------ Data for this exercise

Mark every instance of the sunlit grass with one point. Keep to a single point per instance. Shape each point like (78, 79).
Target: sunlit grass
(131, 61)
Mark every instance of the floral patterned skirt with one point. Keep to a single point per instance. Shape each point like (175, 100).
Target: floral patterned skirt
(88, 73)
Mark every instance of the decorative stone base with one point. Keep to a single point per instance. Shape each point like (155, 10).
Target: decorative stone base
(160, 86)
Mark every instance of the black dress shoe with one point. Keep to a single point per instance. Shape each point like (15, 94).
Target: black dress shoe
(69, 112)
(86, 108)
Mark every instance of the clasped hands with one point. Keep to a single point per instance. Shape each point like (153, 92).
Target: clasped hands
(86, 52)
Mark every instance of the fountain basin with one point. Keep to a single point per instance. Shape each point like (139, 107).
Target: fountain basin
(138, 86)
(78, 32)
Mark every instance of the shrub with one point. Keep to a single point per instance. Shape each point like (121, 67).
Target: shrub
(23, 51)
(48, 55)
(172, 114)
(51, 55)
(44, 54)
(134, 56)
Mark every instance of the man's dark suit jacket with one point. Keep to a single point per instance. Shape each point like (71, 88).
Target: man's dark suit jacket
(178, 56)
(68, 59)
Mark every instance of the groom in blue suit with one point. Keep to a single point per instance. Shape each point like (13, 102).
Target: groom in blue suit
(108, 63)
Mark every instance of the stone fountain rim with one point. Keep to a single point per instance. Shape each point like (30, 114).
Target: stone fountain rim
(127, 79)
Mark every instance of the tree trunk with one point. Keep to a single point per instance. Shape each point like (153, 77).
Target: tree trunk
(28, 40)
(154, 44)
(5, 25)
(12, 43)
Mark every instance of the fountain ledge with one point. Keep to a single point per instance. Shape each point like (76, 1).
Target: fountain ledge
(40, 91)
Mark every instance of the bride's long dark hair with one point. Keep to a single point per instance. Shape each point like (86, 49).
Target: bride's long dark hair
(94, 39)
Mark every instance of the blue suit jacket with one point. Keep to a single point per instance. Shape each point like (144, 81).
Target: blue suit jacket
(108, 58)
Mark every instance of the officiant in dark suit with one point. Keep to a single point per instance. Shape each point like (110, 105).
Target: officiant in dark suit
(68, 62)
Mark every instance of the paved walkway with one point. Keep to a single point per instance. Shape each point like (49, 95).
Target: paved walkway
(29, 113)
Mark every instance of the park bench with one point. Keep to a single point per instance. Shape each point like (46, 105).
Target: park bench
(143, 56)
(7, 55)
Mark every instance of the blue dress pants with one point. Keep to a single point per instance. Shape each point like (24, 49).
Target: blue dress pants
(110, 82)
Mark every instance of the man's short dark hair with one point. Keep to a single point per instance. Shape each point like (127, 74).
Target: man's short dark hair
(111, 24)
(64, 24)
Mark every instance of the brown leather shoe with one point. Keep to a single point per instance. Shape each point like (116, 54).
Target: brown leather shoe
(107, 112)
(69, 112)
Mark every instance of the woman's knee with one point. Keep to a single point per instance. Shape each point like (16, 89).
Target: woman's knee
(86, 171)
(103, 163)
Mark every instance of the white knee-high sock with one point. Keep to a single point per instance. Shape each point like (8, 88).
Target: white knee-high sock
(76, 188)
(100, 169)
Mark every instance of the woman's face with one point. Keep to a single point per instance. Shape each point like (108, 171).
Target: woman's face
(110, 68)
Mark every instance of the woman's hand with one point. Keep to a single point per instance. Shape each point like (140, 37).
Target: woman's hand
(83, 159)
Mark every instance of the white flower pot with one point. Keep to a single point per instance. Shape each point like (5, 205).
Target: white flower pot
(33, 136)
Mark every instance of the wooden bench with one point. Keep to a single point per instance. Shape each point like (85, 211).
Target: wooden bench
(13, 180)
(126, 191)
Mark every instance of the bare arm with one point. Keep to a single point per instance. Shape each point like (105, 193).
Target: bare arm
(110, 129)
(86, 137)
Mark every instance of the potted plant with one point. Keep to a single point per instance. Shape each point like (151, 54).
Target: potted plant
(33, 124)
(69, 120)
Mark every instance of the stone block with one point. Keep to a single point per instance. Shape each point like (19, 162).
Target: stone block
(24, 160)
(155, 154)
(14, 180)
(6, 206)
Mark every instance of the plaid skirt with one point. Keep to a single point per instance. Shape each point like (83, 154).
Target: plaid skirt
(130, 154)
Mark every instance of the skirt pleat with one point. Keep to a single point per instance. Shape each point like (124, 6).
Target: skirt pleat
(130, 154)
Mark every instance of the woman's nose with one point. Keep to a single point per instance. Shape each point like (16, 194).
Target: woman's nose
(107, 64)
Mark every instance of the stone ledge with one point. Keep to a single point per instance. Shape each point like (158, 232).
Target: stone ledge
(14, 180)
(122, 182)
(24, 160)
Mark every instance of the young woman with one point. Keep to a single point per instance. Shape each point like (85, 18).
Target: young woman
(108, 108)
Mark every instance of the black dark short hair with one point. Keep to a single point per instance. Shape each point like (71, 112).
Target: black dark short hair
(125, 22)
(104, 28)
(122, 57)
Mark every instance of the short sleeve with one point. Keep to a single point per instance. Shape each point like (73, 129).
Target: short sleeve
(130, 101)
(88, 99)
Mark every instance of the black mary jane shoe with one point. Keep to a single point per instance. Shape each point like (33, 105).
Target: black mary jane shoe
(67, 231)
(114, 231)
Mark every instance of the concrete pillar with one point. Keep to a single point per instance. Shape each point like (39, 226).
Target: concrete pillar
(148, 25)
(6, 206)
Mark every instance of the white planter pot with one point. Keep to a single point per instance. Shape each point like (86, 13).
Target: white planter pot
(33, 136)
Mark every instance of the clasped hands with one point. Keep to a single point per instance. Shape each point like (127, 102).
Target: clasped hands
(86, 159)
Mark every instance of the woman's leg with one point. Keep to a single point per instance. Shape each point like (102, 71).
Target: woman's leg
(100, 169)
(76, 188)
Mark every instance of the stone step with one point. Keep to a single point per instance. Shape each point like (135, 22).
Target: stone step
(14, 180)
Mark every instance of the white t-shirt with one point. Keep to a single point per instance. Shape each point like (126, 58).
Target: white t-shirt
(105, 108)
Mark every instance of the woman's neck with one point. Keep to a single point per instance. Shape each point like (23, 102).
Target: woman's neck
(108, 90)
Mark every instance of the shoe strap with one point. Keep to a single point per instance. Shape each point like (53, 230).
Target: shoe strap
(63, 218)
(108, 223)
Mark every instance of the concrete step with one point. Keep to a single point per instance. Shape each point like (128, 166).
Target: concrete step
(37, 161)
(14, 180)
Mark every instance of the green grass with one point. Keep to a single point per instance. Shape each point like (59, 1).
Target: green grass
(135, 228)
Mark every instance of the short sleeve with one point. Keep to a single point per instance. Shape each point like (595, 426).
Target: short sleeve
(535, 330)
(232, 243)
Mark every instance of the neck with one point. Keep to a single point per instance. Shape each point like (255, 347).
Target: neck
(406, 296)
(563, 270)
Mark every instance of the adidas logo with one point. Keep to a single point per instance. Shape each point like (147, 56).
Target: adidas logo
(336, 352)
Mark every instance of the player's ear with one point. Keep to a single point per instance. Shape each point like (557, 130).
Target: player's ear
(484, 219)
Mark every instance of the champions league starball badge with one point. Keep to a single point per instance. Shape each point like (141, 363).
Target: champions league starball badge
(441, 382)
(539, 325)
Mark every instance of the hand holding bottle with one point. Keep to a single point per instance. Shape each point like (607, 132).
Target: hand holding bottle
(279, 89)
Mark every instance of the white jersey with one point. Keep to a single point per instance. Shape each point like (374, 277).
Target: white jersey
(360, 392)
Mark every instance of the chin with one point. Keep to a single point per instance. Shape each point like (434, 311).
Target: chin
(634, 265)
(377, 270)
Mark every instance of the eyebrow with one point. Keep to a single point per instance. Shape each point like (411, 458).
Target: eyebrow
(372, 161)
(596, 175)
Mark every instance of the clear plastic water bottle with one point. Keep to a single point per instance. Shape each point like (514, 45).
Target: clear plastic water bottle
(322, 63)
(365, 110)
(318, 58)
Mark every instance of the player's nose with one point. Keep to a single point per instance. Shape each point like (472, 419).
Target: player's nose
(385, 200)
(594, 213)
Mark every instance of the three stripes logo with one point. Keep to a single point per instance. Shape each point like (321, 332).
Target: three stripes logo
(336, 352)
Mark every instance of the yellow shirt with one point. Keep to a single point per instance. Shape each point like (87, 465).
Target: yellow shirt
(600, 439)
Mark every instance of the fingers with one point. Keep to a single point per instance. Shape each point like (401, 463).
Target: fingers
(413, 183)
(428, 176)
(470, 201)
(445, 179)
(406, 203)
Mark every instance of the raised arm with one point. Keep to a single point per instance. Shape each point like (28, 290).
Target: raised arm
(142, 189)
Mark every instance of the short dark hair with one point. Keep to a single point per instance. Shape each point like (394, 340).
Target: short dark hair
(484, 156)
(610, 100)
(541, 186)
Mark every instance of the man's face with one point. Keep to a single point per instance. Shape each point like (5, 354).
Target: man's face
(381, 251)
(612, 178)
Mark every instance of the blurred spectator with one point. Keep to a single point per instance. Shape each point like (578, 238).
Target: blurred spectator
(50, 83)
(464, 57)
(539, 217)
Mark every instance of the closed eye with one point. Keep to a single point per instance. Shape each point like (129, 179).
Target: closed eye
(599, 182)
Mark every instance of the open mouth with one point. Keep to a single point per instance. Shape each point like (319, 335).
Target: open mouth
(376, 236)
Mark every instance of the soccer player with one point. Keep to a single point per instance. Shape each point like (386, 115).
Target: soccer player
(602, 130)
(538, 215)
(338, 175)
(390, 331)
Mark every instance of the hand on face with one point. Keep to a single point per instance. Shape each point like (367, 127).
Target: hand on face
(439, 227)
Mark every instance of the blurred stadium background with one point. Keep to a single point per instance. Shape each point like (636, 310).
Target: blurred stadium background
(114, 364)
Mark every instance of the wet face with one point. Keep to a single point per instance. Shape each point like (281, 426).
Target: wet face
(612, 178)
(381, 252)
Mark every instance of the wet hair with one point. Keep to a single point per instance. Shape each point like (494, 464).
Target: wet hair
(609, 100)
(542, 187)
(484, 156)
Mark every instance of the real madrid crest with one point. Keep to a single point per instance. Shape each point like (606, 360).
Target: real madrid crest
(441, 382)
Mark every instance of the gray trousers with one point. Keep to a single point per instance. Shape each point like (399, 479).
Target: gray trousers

------------

Exercise prompt — Output exactly the leading lines of the data, up to and including the line marked by "Mark every instance of the fountain basin".

Task result —
Mark every instance of the sunlit grass with one point. Keep to a single point per instance. Shape each point like (78, 79).
Target: sunlit grass
(131, 61)
Mark every instance of the floral patterned skirt with one point. Keep to a single point per instance. Shape each point like (175, 100).
Target: floral patterned skirt
(88, 73)
Mark every instance of the decorative stone base with one point. Keep to a single point per instance. Shape each point like (155, 10).
Target: decorative stone base
(160, 86)
Mark every instance of the black dress shoe with one point. Keep to a single point per instance. Shape each point like (15, 94).
Target: black dress shoe
(69, 112)
(86, 108)
Mark every instance of the clasped hands with one point. Keep to a single point per instance. Shape each point like (153, 92).
Target: clasped hands
(86, 52)
Mark every instance of the fountain basin with one point. Keep to a single point per instance. Shape each point like (139, 107).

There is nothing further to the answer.